*** Document segment ***

The rise in fitness apps and wearable technologies that push us to adopt healthier and more active lifestyles is an undeniable sign that Americans are taking more interest in owning their health. The trend toward more patient and consumer engagement is also complemented and challenged by the growing reality that more healthcare costs are being passed onto the consumer in the form of high premiums and out-of-pocket payments. While no one wants to feel the pinch in their wallet, these trends are also putting patients in the driver’s seat of their own health and fueling demand for information that can help consumers navigate their health choices.
High deductible health plans (HDHP) offer many consumers the option of a lower monthly premium in exchange for a higher deductible and are commonly paired with a tax-free health spending account (HSA) to help offset medical bills that individuals may have in their deductible. These plans have become very popular and, according to a Mercer study released in October, 29 percent of employees are enrolled in a HDHP.
This is not surprising given the kitchen table conversations that American families have today. A Mercer survey released in October found that “on average, families saved almost $150 a month in premiums, or $1,800 a year, if they chose the high-deductible option, coupled with a health savings account offered by many large employers.”
But critics of HDHPs say these plans may not work for all Americans. It’s too early to say who most benefits from these plans, but we have some early data that shows that we should keep an open mind. Indiana’s Healthy Indiana Plan for Medicaid patients couples a HDHP and a HSA in which patients contribute 2 percent of their income every month (the state also provides subsidies). Patients pay for their care through the HSA until they reach their deductible. According to a Lewin Group report, the plan has achieved some solid accomplishments while increasing access to healthcare for low income Indianans, including promoting personal health responsibility and preventive health efforts. Further, the state also saw fewer inappropriate uses of emergency services, likely attributable to a new co-pay feature for the ER. And, interestingly enough, consumers like it, with 80 percent satisfied with the program!
HDHPs work on this premise: When it’s our money being spent, will we make better healthcare decisions and choose healthier lifestyles. This can only be true if we continue to provide consumers information and tools that help them comparison shop relative to the health plans, hospitals, physicians, and even the medications they use. But this information must be current and focus not only on the price of care, but also on the quality and overall clinical benefits.
Consumer engagement is here to stay. They need choices that match the economic realities families face when balancing health insurance among other family priorities. HDHPs and HSAs are an important option to add to the mix.

*** End of Document segment ***
*** Raw data ***

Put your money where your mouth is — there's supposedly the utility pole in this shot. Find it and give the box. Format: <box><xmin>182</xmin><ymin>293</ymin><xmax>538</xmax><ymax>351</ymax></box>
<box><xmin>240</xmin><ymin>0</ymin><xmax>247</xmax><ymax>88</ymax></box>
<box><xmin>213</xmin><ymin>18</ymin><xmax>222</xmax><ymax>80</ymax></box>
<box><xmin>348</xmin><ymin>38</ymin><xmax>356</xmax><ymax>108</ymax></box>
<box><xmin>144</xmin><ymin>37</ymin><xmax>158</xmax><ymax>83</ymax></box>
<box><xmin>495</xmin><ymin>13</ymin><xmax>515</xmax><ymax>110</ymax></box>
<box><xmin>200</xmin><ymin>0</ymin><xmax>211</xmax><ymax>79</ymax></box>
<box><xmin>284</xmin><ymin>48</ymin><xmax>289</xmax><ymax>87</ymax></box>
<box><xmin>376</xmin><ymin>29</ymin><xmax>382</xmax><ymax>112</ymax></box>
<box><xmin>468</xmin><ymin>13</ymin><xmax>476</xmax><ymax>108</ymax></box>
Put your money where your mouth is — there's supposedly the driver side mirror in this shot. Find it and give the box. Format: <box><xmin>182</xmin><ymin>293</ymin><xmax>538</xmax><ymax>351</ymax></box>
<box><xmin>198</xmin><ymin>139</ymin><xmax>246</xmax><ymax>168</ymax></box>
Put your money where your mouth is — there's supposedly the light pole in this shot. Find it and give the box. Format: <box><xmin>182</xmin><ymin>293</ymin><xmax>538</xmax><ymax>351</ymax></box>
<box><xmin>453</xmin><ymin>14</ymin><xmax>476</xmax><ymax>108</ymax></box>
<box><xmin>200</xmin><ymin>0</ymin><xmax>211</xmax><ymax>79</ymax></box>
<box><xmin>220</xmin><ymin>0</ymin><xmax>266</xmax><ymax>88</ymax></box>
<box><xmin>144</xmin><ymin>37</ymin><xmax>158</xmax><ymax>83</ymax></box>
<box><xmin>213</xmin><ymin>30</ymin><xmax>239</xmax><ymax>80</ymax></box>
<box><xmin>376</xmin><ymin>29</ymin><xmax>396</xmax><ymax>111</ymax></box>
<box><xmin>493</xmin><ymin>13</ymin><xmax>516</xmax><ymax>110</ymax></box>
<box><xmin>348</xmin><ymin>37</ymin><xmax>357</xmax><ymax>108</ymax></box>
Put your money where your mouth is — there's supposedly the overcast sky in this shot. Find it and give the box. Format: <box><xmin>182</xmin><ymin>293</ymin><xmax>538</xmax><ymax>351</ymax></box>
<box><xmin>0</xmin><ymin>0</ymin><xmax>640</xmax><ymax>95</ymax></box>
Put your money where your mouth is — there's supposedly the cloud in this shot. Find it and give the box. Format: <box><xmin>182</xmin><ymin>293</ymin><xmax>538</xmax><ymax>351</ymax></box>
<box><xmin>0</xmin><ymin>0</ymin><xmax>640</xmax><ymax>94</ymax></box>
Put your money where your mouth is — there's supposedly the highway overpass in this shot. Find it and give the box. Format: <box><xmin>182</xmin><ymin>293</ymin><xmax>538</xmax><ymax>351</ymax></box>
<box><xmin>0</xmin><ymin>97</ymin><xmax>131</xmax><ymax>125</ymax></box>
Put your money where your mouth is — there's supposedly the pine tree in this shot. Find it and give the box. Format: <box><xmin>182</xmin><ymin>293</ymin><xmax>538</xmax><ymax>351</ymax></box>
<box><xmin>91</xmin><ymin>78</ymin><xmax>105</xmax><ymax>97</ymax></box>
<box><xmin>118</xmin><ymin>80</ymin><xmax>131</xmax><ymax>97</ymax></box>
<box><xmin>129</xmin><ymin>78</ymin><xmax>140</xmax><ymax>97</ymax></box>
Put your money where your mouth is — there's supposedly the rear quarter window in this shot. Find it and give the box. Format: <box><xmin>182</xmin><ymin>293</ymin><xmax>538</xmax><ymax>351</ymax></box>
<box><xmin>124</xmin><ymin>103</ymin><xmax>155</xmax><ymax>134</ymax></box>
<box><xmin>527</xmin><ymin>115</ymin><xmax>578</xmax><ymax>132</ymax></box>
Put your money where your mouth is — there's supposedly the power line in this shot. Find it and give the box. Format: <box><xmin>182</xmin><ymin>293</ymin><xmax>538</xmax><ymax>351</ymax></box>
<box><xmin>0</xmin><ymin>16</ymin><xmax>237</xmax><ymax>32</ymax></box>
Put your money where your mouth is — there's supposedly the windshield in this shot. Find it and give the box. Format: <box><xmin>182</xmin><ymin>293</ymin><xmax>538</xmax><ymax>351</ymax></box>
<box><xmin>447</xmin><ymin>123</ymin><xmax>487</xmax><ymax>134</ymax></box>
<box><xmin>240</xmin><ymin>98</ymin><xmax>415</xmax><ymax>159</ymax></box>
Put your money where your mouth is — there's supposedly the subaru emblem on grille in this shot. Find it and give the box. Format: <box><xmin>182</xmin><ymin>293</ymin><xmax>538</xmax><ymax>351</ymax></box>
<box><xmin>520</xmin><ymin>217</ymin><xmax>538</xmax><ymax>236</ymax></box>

*** End of Raw data ***

Task to complete: Copy, word for word, the stretch of the high-deductible health plan piece from "The rise in" through "their health choices.".

Answer section:
The rise in fitness apps and wearable technologies that push us to adopt healthier and more active lifestyles is an undeniable sign that Americans are taking more interest in owning their health. The trend toward more patient and consumer engagement is also complemented and challenged by the growing reality that more healthcare costs are being passed onto the consumer in the form of high premiums and out-of-pocket payments. While no one wants to feel the pinch in their wallet, these trends are also putting patients in the driver’s seat of their own health and fueling demand for information that can help consumers navigate their health choices.